**Description of the task**
The complete listing goes into the output exactly, without its pictures.

**Task input**
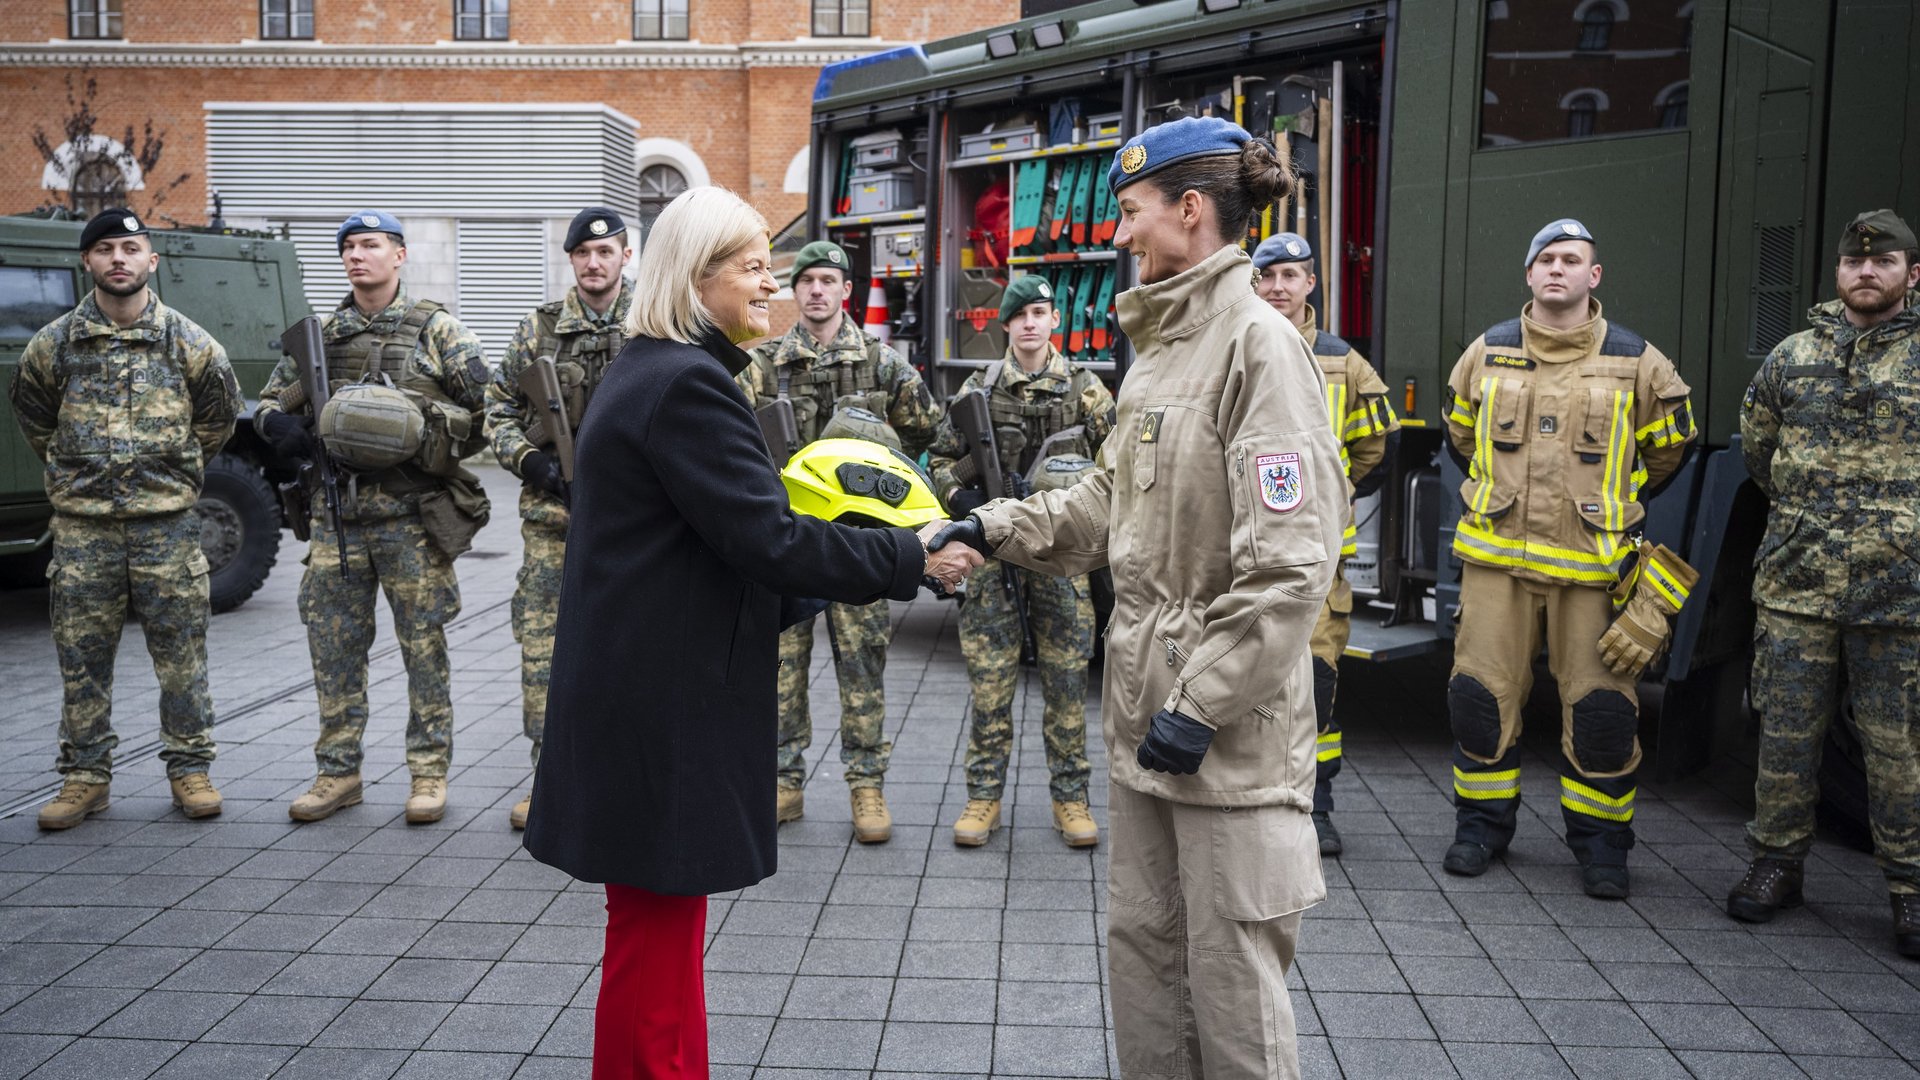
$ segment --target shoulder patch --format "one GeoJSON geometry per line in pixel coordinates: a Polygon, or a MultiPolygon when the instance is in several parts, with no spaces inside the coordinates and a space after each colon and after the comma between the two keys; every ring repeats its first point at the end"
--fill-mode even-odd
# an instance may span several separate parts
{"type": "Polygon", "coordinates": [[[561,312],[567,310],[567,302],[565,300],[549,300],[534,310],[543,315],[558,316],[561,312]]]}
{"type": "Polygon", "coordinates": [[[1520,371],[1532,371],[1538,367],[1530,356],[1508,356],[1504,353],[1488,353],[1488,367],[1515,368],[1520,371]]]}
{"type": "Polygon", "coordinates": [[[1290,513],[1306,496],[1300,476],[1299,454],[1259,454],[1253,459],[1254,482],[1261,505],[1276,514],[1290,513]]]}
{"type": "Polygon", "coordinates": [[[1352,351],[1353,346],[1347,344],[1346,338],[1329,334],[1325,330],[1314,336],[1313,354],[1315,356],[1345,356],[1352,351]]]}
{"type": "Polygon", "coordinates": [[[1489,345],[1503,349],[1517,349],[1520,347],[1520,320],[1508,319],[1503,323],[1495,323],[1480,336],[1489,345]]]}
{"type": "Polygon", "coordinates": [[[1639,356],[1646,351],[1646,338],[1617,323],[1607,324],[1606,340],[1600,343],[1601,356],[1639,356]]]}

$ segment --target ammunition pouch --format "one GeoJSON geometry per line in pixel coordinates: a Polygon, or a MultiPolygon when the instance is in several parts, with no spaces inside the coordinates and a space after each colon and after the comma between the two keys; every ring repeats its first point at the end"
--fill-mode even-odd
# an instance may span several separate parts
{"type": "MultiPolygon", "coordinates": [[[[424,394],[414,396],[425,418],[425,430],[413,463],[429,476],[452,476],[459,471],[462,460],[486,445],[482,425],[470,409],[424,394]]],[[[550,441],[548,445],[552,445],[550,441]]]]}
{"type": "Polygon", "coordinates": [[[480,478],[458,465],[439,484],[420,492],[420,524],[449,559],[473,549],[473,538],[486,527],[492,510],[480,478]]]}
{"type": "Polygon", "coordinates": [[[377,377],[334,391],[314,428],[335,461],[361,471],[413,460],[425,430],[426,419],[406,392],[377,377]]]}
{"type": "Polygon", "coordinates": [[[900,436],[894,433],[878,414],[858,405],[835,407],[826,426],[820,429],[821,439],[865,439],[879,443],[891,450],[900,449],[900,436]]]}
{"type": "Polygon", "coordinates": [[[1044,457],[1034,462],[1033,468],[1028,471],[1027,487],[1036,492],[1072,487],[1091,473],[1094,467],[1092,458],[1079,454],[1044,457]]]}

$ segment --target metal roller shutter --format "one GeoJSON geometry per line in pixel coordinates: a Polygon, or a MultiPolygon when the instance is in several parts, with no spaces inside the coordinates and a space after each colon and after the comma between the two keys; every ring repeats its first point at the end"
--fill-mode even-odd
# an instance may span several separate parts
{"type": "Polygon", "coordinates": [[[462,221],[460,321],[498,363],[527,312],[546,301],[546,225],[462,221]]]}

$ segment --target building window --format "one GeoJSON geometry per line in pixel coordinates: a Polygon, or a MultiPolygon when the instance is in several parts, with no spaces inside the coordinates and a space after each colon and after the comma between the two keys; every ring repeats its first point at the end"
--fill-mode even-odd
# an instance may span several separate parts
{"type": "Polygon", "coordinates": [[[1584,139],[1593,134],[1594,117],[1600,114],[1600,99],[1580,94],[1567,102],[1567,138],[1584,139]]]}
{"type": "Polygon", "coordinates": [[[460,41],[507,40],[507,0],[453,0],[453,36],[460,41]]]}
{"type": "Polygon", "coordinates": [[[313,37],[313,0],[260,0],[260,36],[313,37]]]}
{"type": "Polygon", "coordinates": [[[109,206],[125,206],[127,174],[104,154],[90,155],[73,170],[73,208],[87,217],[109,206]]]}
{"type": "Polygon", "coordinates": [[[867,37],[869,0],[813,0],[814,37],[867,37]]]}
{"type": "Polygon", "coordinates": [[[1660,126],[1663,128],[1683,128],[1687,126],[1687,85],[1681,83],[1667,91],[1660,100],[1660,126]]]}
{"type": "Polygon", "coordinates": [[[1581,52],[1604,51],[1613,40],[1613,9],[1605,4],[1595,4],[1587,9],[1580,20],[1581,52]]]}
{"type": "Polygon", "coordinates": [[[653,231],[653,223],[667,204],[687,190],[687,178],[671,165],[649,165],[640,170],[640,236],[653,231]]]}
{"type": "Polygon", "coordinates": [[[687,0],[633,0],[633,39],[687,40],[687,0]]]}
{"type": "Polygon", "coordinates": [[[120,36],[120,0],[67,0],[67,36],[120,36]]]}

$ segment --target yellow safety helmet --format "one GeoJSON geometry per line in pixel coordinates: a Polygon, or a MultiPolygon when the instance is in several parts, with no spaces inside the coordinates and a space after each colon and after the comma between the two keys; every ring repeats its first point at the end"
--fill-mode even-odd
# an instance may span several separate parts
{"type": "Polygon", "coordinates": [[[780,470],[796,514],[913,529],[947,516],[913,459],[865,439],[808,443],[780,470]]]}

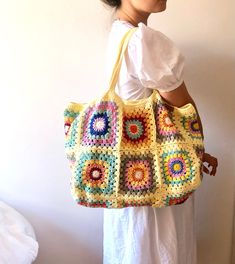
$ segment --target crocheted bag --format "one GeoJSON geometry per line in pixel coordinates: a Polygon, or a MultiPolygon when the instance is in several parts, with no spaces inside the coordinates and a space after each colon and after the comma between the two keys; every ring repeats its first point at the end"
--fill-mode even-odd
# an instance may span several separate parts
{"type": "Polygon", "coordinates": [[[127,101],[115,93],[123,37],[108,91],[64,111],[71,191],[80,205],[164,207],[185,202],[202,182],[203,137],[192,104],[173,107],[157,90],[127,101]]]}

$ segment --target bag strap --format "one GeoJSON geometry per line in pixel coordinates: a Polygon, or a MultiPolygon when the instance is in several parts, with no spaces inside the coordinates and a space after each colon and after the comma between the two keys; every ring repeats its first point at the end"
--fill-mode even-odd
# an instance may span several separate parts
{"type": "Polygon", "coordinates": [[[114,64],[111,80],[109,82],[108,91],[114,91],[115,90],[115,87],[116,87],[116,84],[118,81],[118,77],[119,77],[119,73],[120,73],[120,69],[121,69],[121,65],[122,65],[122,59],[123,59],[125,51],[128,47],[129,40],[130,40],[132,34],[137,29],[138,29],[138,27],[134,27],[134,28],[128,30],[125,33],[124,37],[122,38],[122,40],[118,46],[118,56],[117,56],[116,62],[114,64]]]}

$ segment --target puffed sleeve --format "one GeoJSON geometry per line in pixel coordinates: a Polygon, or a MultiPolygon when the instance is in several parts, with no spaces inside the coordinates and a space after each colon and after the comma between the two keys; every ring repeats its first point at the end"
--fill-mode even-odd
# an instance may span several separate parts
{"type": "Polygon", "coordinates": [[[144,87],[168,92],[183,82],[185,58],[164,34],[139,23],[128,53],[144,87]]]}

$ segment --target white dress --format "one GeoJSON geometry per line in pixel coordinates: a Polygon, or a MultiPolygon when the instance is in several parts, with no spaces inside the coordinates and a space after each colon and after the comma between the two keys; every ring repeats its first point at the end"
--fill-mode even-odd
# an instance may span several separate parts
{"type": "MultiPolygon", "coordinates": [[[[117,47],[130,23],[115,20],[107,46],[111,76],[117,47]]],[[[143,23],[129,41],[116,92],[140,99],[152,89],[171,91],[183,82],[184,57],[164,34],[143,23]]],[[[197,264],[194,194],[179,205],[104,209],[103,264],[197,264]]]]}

**Result of the exercise**
$ segment --target shoulder patch --format "one GeoJSON geometry per line in pixel coordinates: a Polygon, or a MultiPolygon when the instance is in several parts, with no spaces inside the coordinates and a space after each colon and after the comma between the two keys; every ring repeats its first point at the end"
--fill-mode even-odd
# an instance may span several separate parts
{"type": "Polygon", "coordinates": [[[561,312],[567,310],[567,302],[565,300],[549,300],[534,310],[543,315],[558,316],[561,312]]]}
{"type": "Polygon", "coordinates": [[[1520,371],[1532,371],[1538,367],[1530,356],[1508,356],[1504,353],[1488,353],[1488,367],[1515,368],[1520,371]]]}
{"type": "Polygon", "coordinates": [[[1290,513],[1306,496],[1300,476],[1299,454],[1259,454],[1253,459],[1254,482],[1261,505],[1276,514],[1290,513]]]}
{"type": "Polygon", "coordinates": [[[1352,351],[1353,346],[1347,344],[1346,338],[1329,334],[1325,330],[1314,336],[1313,354],[1315,356],[1345,356],[1352,351]]]}
{"type": "Polygon", "coordinates": [[[1489,345],[1503,349],[1517,349],[1520,347],[1520,320],[1508,319],[1503,323],[1495,323],[1480,336],[1489,345]]]}
{"type": "Polygon", "coordinates": [[[1639,356],[1646,351],[1646,338],[1617,323],[1607,324],[1606,340],[1600,343],[1601,356],[1639,356]]]}

$ segment --target ammunition pouch --format "one GeoJSON geometry per line in pixel coordinates: a Polygon, or a MultiPolygon when the instance is in several parts, with no spaces inside the coordinates and a space after each colon and after the comma between the two keys; every ring repeats its first point at the end"
--fill-mode even-odd
# an instance may span several separate parts
{"type": "MultiPolygon", "coordinates": [[[[424,394],[414,396],[425,418],[425,430],[413,463],[429,476],[452,476],[459,471],[462,460],[486,445],[482,425],[470,409],[424,394]]],[[[550,441],[548,445],[552,445],[550,441]]]]}
{"type": "Polygon", "coordinates": [[[480,478],[458,465],[439,484],[420,492],[420,524],[449,559],[473,549],[473,538],[486,527],[492,510],[480,478]]]}
{"type": "Polygon", "coordinates": [[[377,377],[334,391],[314,428],[335,461],[361,471],[413,460],[425,430],[426,419],[406,392],[377,377]]]}
{"type": "Polygon", "coordinates": [[[900,436],[894,433],[878,414],[858,405],[835,407],[826,426],[820,429],[821,439],[865,439],[879,443],[891,450],[900,449],[900,436]]]}
{"type": "Polygon", "coordinates": [[[1044,457],[1034,462],[1033,468],[1028,471],[1027,487],[1036,492],[1072,487],[1091,473],[1094,467],[1092,458],[1079,454],[1044,457]]]}

$ segment --target metal roller shutter --format "one GeoJSON geometry per line in pixel coordinates: a Polygon, or a MultiPolygon when the instance is in several parts, with no spaces inside the coordinates and a space after each colon and after the comma between the two keys; every ring repeats its first point at the end"
--fill-mode even-odd
# an instance may span several separate parts
{"type": "Polygon", "coordinates": [[[462,221],[460,321],[498,363],[527,312],[546,301],[546,225],[462,221]]]}

$ segment --target building window --format "one GeoJSON geometry per line in pixel coordinates: a Polygon, or a MultiPolygon when the instance is in several parts, with no spaces inside the coordinates and a space after each colon and after the comma between the two keys; every ring repeats its first point at the end"
--fill-mode even-odd
# an instance may span several separate parts
{"type": "Polygon", "coordinates": [[[1584,139],[1593,134],[1594,117],[1600,114],[1600,99],[1580,94],[1567,102],[1567,138],[1584,139]]]}
{"type": "Polygon", "coordinates": [[[460,41],[507,40],[507,0],[453,0],[453,36],[460,41]]]}
{"type": "Polygon", "coordinates": [[[313,37],[313,0],[260,0],[260,36],[313,37]]]}
{"type": "Polygon", "coordinates": [[[109,206],[125,206],[127,174],[104,154],[90,155],[73,170],[73,208],[87,217],[109,206]]]}
{"type": "Polygon", "coordinates": [[[867,37],[869,0],[813,0],[814,37],[867,37]]]}
{"type": "Polygon", "coordinates": [[[1660,126],[1663,128],[1683,128],[1687,126],[1687,85],[1681,83],[1667,91],[1660,100],[1660,126]]]}
{"type": "Polygon", "coordinates": [[[1581,52],[1604,51],[1613,40],[1613,9],[1605,4],[1595,4],[1587,9],[1580,20],[1581,52]]]}
{"type": "Polygon", "coordinates": [[[653,231],[653,223],[667,204],[687,190],[687,178],[671,165],[649,165],[640,170],[640,236],[653,231]]]}
{"type": "Polygon", "coordinates": [[[687,0],[633,0],[633,39],[687,40],[687,0]]]}
{"type": "Polygon", "coordinates": [[[120,36],[120,0],[67,0],[67,36],[120,36]]]}

$ segment --target yellow safety helmet --format "one GeoJSON geometry per line in pixel coordinates: a Polygon, or a MultiPolygon when the instance is in several parts, with no spaces inside the coordinates and a space after each colon and after the comma between the two keys; every ring repeats its first point at the end"
--fill-mode even-odd
# an instance may span several separate parts
{"type": "Polygon", "coordinates": [[[780,470],[796,514],[913,529],[947,516],[913,459],[865,439],[808,443],[780,470]]]}

$ segment --target crocheted bag --format "one GeoJSON geometry per line in pixel coordinates: a Polygon, or a MultiPolygon when the instance is in several parts, with no spaces inside the coordinates and a space after each colon and after the comma between the two keys; every ring repeats its first point at the end"
--fill-mode even-odd
# an instance may span several separate parts
{"type": "Polygon", "coordinates": [[[127,101],[115,93],[123,37],[108,91],[64,111],[71,191],[80,205],[164,207],[185,202],[202,182],[203,137],[192,104],[173,107],[157,90],[127,101]]]}

$ segment --target bag strap --format "one GeoJSON geometry per line in pixel coordinates: a Polygon, or a MultiPolygon when the instance is in several parts, with no spaces inside the coordinates and a space after each colon and after the comma between the two keys; every ring repeats its first point at the end"
--fill-mode even-odd
# an instance may span several separate parts
{"type": "Polygon", "coordinates": [[[114,64],[111,80],[109,82],[108,91],[114,91],[115,90],[115,87],[116,87],[116,84],[118,81],[118,77],[119,77],[119,73],[120,73],[120,69],[121,69],[121,65],[122,65],[122,59],[123,59],[125,51],[128,47],[129,40],[130,40],[132,34],[137,29],[138,29],[138,27],[134,27],[134,28],[128,30],[125,33],[124,37],[122,38],[122,40],[118,46],[118,56],[117,56],[116,62],[114,64]]]}

$ segment --target puffed sleeve --format "one GeoJSON geometry per line in pixel coordinates: a Polygon, or a MultiPolygon when the instance is in several parts, with no spaces inside the coordinates and a space after each colon and after the comma between the two keys; every ring repeats its first point at the end"
--fill-mode even-odd
# an instance may span several separate parts
{"type": "Polygon", "coordinates": [[[144,87],[168,92],[183,82],[185,58],[164,34],[139,23],[128,53],[144,87]]]}

$ segment --target white dress --format "one GeoJSON geometry per line in pixel coordinates: a Polygon, or a MultiPolygon when the instance is in several parts, with no spaces inside the coordinates and a space after each colon and after the comma between the two keys; every ring repeats its first point at the end"
--fill-mode even-odd
# an instance may span several separate parts
{"type": "MultiPolygon", "coordinates": [[[[117,47],[130,23],[115,20],[107,46],[111,76],[117,47]]],[[[143,23],[129,41],[116,92],[140,99],[152,89],[171,91],[183,82],[184,57],[164,34],[143,23]]],[[[197,264],[194,194],[179,205],[104,209],[103,264],[197,264]]]]}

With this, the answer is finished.